Rewrite all of the lines below, changing every "in the frame" to "in the image" and leaving everything else the same. Omit the pictures from your answer.

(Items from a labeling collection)
------------------------------------

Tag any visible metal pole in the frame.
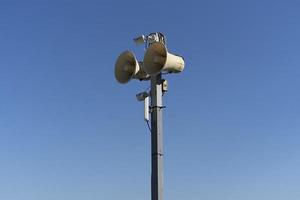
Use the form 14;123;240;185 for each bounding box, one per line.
151;73;163;200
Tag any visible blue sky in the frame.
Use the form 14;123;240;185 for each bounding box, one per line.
0;0;300;200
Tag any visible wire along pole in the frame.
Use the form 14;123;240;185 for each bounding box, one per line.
150;73;163;200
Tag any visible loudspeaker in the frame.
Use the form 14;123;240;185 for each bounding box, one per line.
115;51;150;84
143;42;184;75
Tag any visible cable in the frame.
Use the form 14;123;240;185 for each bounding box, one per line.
146;120;151;135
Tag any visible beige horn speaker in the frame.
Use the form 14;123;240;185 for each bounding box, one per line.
115;51;149;84
143;42;184;75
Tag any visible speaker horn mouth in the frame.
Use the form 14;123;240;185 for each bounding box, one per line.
115;51;139;84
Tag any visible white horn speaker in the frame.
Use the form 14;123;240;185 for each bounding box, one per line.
143;42;184;75
115;51;149;84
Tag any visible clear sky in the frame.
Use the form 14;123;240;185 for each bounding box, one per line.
0;0;300;200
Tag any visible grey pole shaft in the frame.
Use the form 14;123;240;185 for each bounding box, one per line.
151;74;163;200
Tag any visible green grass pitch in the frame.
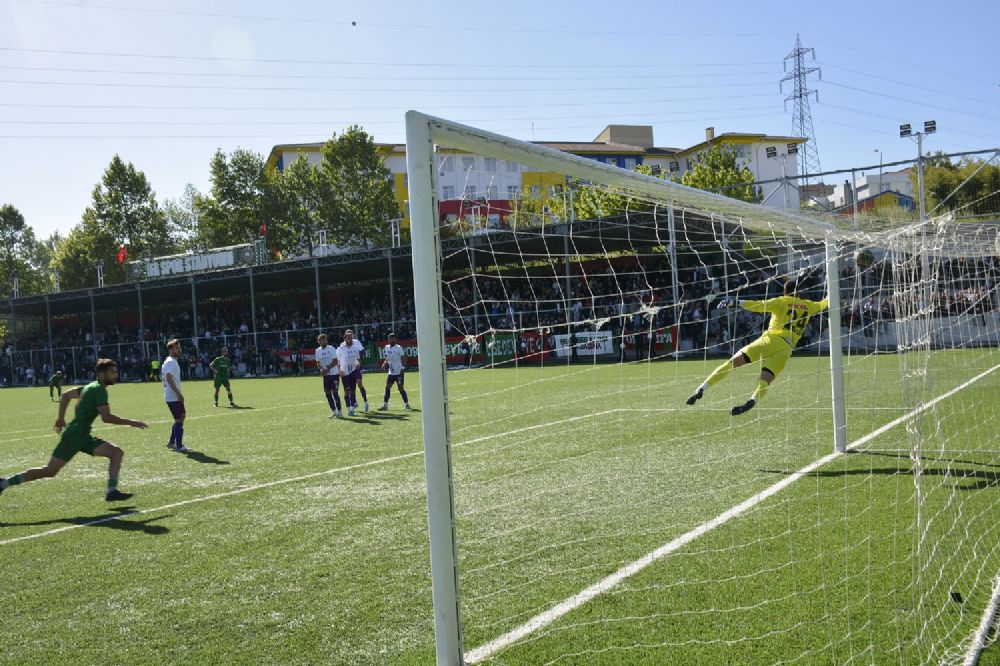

------------------------------------

WORKED ANSWER =>
Tag any visible metal pole in the image.
Use the form 14;123;240;185 for each bounding box, one per line.
151;73;163;200
Tag any visible blue sky in the image.
Use the form 14;123;240;185 for each bounding box, one per line.
0;0;300;200
Tag any visible wire along pole in the image.
Use the form 14;123;240;185 for each bounding box, one per line.
150;73;163;200
Tag any visible loudspeaker in the image.
Use the form 14;123;240;185 for each bounding box, one per line.
115;51;150;84
143;42;184;75
Tag any visible cable in the image.
Use the form 14;123;240;185 for each bounding box, one per line.
146;120;151;135
Tag any visible beige horn speaker in the image.
Use the form 14;123;240;185 for each bounding box, one per line.
115;51;149;84
143;42;184;75
Tag any visible speaker horn mouth in the image.
Use the form 14;123;240;185 for each bounding box, one per line.
115;51;139;84
Tag any visible white horn speaker in the image.
Use the form 14;123;240;185 for each bounding box, one per line.
143;42;184;75
115;51;149;84
Tag any visible clear sky in the image.
Use the form 14;123;240;185 for each bounding box, one per line.
0;0;300;200
Tag any visible grey pole shaft in the image.
Use the form 14;123;240;185 for each bounding box, one per line.
151;74;163;200
Tag any visible green grass pitch in the image.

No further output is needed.